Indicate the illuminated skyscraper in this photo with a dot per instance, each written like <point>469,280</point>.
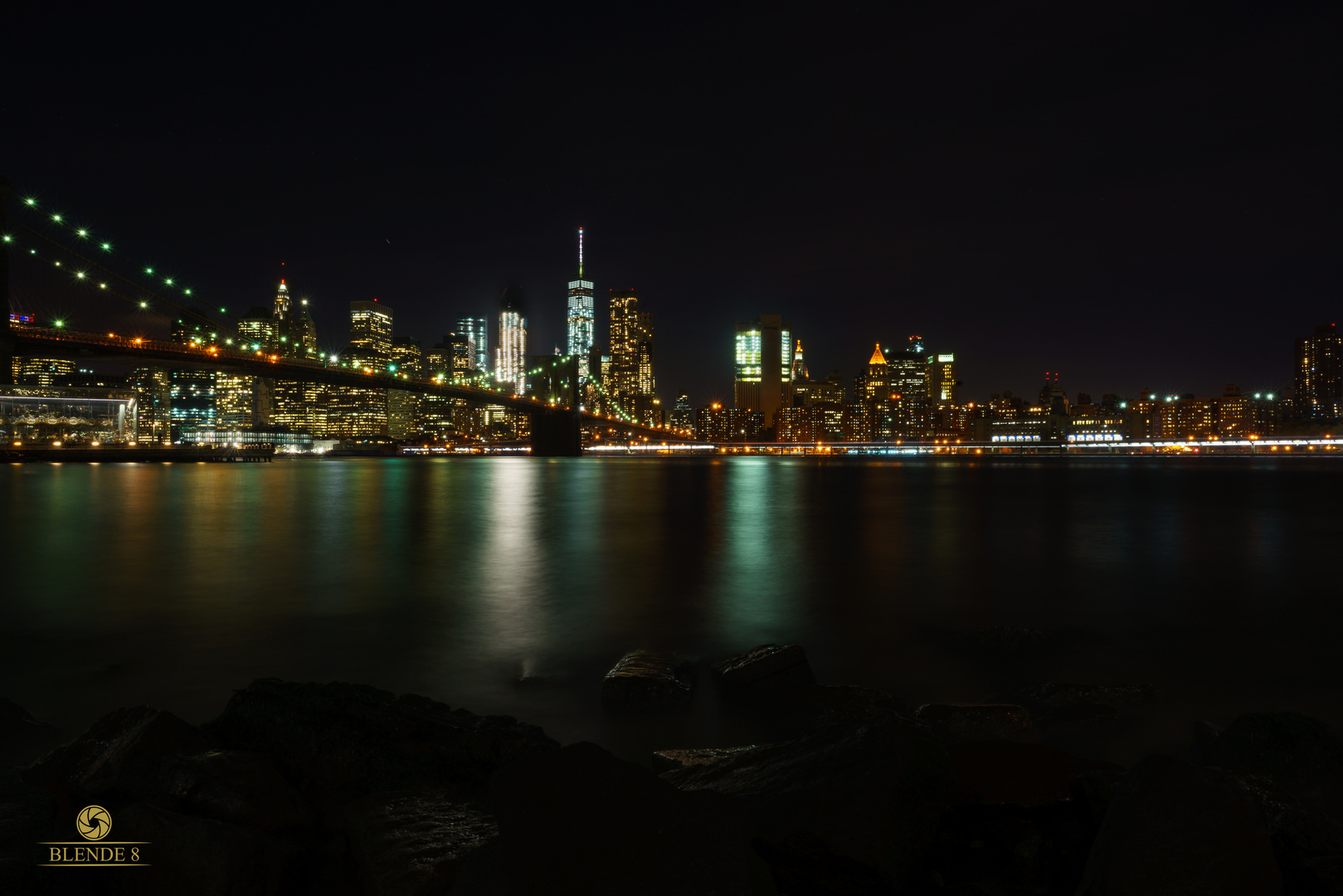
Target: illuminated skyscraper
<point>153,403</point>
<point>257,331</point>
<point>942,379</point>
<point>645,381</point>
<point>878,382</point>
<point>371,332</point>
<point>477,331</point>
<point>234,401</point>
<point>282,310</point>
<point>191,401</point>
<point>581,316</point>
<point>763,377</point>
<point>907,368</point>
<point>511,356</point>
<point>625,344</point>
<point>1319,373</point>
<point>800,367</point>
<point>303,332</point>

━━━━

## EXERCISE DIRECTIONS
Turn every line of the entries above into a JSON list of strings, one string per line, skipping blank lines and leaving out the pictures.

## TASK OUTPUT
[
  "Indicate the illuminated skyscraper in this photo with a dot per instance, each written like <point>469,280</point>.",
  "Target: illuminated skyscraper",
  "<point>153,403</point>",
  "<point>257,331</point>",
  "<point>942,379</point>",
  "<point>645,381</point>",
  "<point>878,382</point>",
  "<point>371,332</point>",
  "<point>477,331</point>",
  "<point>234,401</point>",
  "<point>282,310</point>",
  "<point>191,401</point>",
  "<point>581,316</point>",
  "<point>763,377</point>",
  "<point>907,368</point>",
  "<point>511,356</point>",
  "<point>625,344</point>",
  "<point>1319,373</point>",
  "<point>800,367</point>",
  "<point>303,332</point>"
]